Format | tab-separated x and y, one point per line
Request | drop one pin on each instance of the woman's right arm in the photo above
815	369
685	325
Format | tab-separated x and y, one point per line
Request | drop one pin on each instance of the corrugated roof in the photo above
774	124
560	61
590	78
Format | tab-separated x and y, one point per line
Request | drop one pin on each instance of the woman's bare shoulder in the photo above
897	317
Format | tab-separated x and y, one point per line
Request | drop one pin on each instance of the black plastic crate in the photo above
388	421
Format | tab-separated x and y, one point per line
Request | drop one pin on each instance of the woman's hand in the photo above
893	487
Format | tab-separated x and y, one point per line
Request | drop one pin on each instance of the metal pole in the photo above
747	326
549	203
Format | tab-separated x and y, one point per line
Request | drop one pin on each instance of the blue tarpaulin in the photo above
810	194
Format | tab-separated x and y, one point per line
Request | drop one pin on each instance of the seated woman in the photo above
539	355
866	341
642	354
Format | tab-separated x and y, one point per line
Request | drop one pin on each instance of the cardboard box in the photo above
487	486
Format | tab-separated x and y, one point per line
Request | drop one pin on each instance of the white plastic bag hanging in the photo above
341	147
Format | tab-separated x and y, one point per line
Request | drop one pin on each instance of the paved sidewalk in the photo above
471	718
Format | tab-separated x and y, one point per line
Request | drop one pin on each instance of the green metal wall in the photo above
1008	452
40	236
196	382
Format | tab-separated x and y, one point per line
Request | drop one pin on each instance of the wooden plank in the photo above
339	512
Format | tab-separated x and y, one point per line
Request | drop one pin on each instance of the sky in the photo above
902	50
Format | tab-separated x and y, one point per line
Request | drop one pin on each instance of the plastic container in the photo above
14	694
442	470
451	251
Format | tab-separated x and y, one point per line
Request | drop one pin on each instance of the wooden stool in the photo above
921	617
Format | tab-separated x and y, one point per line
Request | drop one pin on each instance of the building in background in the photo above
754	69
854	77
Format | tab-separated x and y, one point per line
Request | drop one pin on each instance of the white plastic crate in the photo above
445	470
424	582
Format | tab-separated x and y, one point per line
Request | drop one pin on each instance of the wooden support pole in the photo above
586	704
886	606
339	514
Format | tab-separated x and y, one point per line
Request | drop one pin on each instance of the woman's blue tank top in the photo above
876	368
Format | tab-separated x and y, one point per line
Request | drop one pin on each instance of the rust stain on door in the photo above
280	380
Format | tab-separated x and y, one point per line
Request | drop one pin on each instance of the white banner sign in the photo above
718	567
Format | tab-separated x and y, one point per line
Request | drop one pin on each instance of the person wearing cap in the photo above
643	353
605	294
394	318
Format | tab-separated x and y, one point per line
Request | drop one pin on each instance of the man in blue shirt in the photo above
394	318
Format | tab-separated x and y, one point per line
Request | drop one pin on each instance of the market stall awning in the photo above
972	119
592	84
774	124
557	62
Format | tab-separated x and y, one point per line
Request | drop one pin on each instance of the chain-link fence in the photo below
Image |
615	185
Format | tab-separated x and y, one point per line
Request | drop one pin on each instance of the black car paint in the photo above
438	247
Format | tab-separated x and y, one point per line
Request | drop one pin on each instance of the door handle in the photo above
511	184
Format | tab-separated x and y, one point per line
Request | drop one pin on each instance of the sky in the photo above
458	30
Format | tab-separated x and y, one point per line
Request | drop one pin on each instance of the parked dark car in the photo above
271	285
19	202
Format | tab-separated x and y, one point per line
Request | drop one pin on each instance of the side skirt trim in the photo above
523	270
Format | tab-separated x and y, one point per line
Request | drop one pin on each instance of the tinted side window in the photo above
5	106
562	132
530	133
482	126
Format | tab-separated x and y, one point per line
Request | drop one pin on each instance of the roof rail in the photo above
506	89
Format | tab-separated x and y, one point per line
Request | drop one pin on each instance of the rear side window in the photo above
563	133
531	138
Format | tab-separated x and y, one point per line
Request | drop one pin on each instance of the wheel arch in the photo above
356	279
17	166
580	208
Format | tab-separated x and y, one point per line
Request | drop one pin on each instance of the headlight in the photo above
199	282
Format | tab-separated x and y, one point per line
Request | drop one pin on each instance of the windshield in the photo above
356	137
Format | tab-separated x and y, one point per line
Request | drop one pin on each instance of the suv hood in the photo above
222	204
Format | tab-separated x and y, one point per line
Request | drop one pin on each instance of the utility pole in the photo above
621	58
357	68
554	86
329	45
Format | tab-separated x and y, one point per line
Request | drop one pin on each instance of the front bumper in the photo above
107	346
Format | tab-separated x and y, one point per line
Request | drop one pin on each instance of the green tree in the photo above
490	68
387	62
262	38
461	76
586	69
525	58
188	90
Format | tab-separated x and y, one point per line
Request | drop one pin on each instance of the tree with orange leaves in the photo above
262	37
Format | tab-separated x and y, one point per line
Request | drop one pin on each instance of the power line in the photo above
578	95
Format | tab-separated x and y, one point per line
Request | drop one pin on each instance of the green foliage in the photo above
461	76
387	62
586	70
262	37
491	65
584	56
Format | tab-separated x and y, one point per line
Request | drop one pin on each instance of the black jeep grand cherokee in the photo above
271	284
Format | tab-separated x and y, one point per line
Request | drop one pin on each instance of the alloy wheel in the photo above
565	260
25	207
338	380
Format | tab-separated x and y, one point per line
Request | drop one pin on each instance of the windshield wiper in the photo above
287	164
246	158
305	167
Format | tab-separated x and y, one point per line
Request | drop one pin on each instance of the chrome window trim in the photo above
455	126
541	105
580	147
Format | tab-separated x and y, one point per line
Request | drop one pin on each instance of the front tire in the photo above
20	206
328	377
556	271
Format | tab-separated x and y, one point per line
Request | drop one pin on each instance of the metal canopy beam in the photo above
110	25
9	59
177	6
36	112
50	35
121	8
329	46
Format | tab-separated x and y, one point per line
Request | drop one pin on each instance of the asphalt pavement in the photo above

== == ==

* **Exercise instructions**:
The material above must be written out again in full, exactly.

* **Written answer**:
Format | tab-separated x and y, one point per line
Request | drop one pin on each instance of the woman's right arm in the photo above
815	369
685	325
Format | tab-separated x and y, one point per line
Request | drop one pin on each instance of the corrugated roof in the photo above
774	124
560	61
590	78
Format | tab-separated x and y, one point per line
Request | drop one pin on each instance of the woman's bare shoulder in the photo above
897	317
Format | tab-separated x and y, one point per line
Request | drop one pin on each instance of the black plastic crate in the photo above
388	421
Format | tab-separated x and y, one point per line
Request | drop one pin on each instance of the woman's hand in the photo above
893	487
Format | tab-separated x and y, one point per line
Request | drop one pin on each instance of the metal pole in the photo above
747	326
549	203
Format | tab-separated x and y, one point per line
Request | drop one pin on each instance of the blue tarpaulin in the photo above
810	194
Format | tab-separated x and y, one point per line
Request | drop one pin on each instance of the seated woman in the photo above
539	355
866	341
642	354
Format | tab-separated x and y, one point per line
Request | drop one pin on each instance of the cardboard box in the photo above
487	486
Format | tab-separated x and y, one point per line
Request | drop one pin on each instance of the white plastic bag hanging in the photo above
341	147
Format | tab-separated x and y, one point per line
Request | drop one pin on each instance of the paved sidewalk in the photo above
471	718
Format | tab-separated x and y, one point per line
Request | drop one pin on each instance of the green metal wall in the photo above
1008	452
40	236
196	382
Format | tab-separated x and y, one point per line
Request | drop one pin on each instance of the wooden plank in the photo above
339	512
Format | tab-separated x and y, one point per line
Request | drop one pin on each instance of the sky in the photo above
902	50
Format | tab-separated x and y, one point per line
Request | drop one pin on each instance of the plastic container in the photo above
14	694
442	470
451	251
Format | tab-separated x and y, one point per line
Request | drop one pin on each instance of the wooden stool in the photo above
921	617
Format | tab-separated x and y, one point per line
Request | drop one pin on each instance of the building in background in the photo above
754	69
854	77
Format | tab-separated x and y, one point per line
Request | drop one pin on each instance of the white plastic crate in the photo above
445	470
424	582
Format | tab-separated x and y, one point per line
Request | drop one pin on each instance of the wooden support pole in the photo above
586	704
886	606
339	514
Format | tab-separated x and y, one point per line
Request | drop one pin on each instance of the woman's blue tank top in the photo above
876	368
Format | tab-separated x and y, one point per line
Request | drop one pin on each instance of the rust stain on door in the photo above
280	380
Format | tab-separated x and y, one point per line
Request | drop one pin on each instance of the white banner sign in the photo above
718	567
Format | tab-separated x and y, one point per line
Request | drop one pin on each instance of the person wearing cap in the photo above
643	353
605	294
394	318
Format | tab-separated x and y, one point per line
Request | drop one pin on each instance of the man in blue shirt in the photo above
394	318
Format | tab-separated x and y, one point per line
Request | drop one pin on each instance of the market stall awning in the photo above
972	119
592	84
774	124
557	62
Format | tab-separated x and y, one point per line
Request | drop one pin on each instance of the chain-link fence in the photo below
Image |
615	185
Format | tab-separated x and y, one point per line
Request | drop one pin on each instance of the black car paint in the photo above
438	247
Format | tab-separated x and y, one point per line
Request | drop one pin on each instance of the door handle in the photo above
511	184
Format | tab-separated x and y, one point per line
Request | drop one pin on each instance of the sky in the photo above
458	30
Format | tab-separated x and y, one point per line
Request | drop one pin on each instance of the parked dark car in the photo above
271	285
19	202
Format | tab-separated x and y, one point per line
Request | drop one pin on each instance of the side skirt trim in the photo above
523	270
Format | tab-separated x and y, one point per line
Request | drop one pin on each instance of the tinted side window in the photo above
5	106
562	132
530	133
482	126
Format | tab-separated x and y, one point per line
Request | drop one pin on each instance of the roof rail in the photo above
506	89
Format | tab-separated x and y, one point per line
Request | drop one pin on each instance of the rear side window in the photo above
563	133
531	138
Format | tab-separated x and y, one point per line
Request | drop one pin on each instance of the wheel arch in the photo above
356	279
17	166
580	208
Format | tab-separated x and y, one point per line
Request | drop one pin on each instance of the headlight in the photo above
199	282
Format | tab-separated x and y, one point per line
Request | drop one pin on each instance of the windshield in the photo above
356	137
Format | tab-separated x and y, one point per line
Request | drop one pin on each instance of the suv hood in the photo above
222	204
Format | tab-separated x and y, one point per line
Request | drop one pin on each instance of the utility pole in the photo above
621	58
357	68
554	86
329	45
Format | tab-separated x and y, one point per line
Request | drop one pin on each instance of the front bumper in the photo above
107	346
Format | tab-separated x and y, one point per line
Request | drop one pin on each instance of the green tree in the photo above
490	68
387	62
262	38
461	76
586	69
525	58
188	90
Format | tab-separated x and y, one point per line
Request | drop one pin on each instance of the tree with orange leaves in the photo above
262	37
Format | tab-separated x and y, one point per line
Request | drop one pin on each instance of the power line in the photo above
578	95
Format | tab-separated x and y, one point per line
Request | drop one pin on each instance of the green foliage in the photo above
461	76
387	62
586	70
262	37
491	65
584	56
Format | tab-separated x and y, one point per line
Request | drop one pin on each instance of the black jeep grand cherokee in the photo above
271	284
Format | tab-separated x and y, one point per line
Request | drop one pin on each instance of the alloy wheel in the photo above
565	260
25	207
338	380
Format | tab-separated x and y, one point per line
Request | drop one pin on each instance of the windshield wiper in the photo above
287	164
246	158
305	167
Format | tab-separated x and y, one point per line
Request | drop one pin on each instance of the chrome window trim in the photo above
455	126
541	105
580	147
Format | tab-separated x and y, one point per line
Request | drop one pin on each instance of the front tire in the photo above
20	206
328	377
556	271
Format | tab-separated x and y, one point per line
Request | drop one pin on each instance of the metal canopy beam in the photo above
110	25
9	59
177	6
36	112
50	35
121	8
329	46
Format | tab-separated x and y, one point per line
Request | drop one pin on each instance of the asphalt pavement in the photo above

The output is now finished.